-- Given passage follows --

On Wednesday, Simon Bridges will deliver his final speech to Parliament and begin his new life heading the Auckland Chamber of Commerce.
National's leader Christopher Luxon will breathe a quiet sigh of relief as he walks out the door.
What won't be in Bridges' speech – unless Bridges' competitivestreak sees him try to best Louisa Wall's guns blazing exit (fingers crossed) – will be the schadenfreude he almost certainly feels as he watches the man who got the job he wanted face the icy blast of it.
A little bit of him, probably not even that deep down, will be quietly thrilling as Luxon's inexperience is highlighted in his media appearances.
His fellow former co-leaders Judith Collins and Todd Muller may well also be enjoying watching Luxon discover just how unpredictable the job is, albeit more conflicted since their own fortunes are pegged to Luxon's success.
Bridges' departure will be a relief for Luxon because it will render redundant the question of whether Bridges would be doing a better job of it than Luxon.

-- Given passage concluded --

Task requirements
- a) List every person the passage about Simon Bridges names in full.
- b) Transcribe the passage about Simon Bridges starting at "National's leader Christopher" and ending at "to Luxon's success.".
The items are separate material and have nothing to do with the passage about Simon Bridges.

-- Information supplied follows --

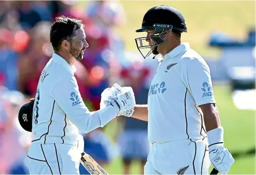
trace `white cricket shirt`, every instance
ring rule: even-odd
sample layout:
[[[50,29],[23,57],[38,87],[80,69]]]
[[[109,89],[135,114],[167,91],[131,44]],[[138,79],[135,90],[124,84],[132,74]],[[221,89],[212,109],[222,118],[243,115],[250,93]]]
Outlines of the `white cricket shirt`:
[[[89,132],[114,118],[112,106],[90,112],[78,91],[75,68],[53,53],[40,76],[34,105],[33,142],[76,145],[78,130]]]
[[[164,56],[148,96],[151,142],[203,139],[207,136],[200,105],[215,103],[209,67],[184,43]]]

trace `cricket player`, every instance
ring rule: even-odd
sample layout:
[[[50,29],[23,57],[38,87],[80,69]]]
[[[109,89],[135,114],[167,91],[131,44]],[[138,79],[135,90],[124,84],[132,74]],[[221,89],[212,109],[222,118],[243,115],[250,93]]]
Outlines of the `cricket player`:
[[[156,6],[136,32],[147,33],[135,39],[144,58],[151,53],[162,56],[147,105],[121,111],[148,121],[151,148],[144,173],[207,174],[211,163],[226,173],[234,159],[224,147],[210,70],[188,43],[181,42],[181,33],[187,32],[184,17],[172,7]],[[146,56],[144,48],[151,49]]]
[[[100,110],[90,112],[85,106],[74,76],[74,62],[88,47],[84,27],[81,20],[62,16],[51,28],[54,53],[41,75],[34,104],[27,159],[30,174],[79,174],[84,143],[78,130],[103,127],[120,109],[135,105],[132,90],[116,96],[108,88],[102,94]],[[125,104],[120,101],[124,99]]]

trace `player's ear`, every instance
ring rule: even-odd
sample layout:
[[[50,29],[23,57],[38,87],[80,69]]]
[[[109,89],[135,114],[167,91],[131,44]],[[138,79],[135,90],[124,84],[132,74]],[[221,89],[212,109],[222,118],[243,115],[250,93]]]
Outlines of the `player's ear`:
[[[66,40],[63,40],[62,43],[62,47],[64,50],[68,50],[70,49],[70,43]]]

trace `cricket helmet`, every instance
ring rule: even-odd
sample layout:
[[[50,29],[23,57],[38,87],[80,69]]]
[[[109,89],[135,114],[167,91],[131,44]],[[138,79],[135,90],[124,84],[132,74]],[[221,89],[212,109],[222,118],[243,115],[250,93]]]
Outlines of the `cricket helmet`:
[[[164,29],[168,29],[164,31]],[[155,43],[154,47],[149,51],[146,56],[142,54],[140,49],[150,48],[150,46],[144,44],[146,43],[147,37],[135,38],[137,48],[144,58],[151,53],[158,54],[157,46],[164,43],[168,38],[172,30],[181,32],[187,32],[187,27],[183,16],[177,9],[166,5],[160,5],[149,9],[144,15],[142,27],[136,29],[136,32],[145,32],[149,29],[154,29],[149,36]],[[165,38],[164,38],[167,36]]]

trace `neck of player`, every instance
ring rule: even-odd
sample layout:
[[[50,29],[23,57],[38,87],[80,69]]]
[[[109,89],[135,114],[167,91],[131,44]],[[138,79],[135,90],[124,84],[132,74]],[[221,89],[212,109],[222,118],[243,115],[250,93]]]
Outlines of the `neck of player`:
[[[73,66],[76,60],[70,54],[66,54],[62,51],[55,52],[55,53],[65,59],[70,66]]]
[[[163,44],[157,47],[157,51],[164,57],[167,54],[169,53],[174,48],[181,45],[181,39],[169,38]]]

-- Information supplied concluded --

Outputs for the tasks
- a) Simon Bridges, Christopher Luxon, Louisa Wall, Judith Collins, Todd Muller

- b)
National's leader Christopher Luxon will breathe a quiet sigh of relief as he walks out the door.
What won't be in Bridges' speech – unless Bridges' competitivestreak sees him try to best Louisa Wall's guns blazing exit (fingers crossed) – will be the schadenfreude he almost certainly feels as he watches the man who got the job he wanted face the icy blast of it.
A little bit of him, probably not even that deep down, will be quietly thrilling as Luxon's inexperience is highlighted in his media appearances.
His fellow former co-leaders Judith Collins and Todd Muller may well also be enjoying watching Luxon discover just how unpredictable the job is, albeit more conflicted since their own fortunes are pegged to Luxon's success.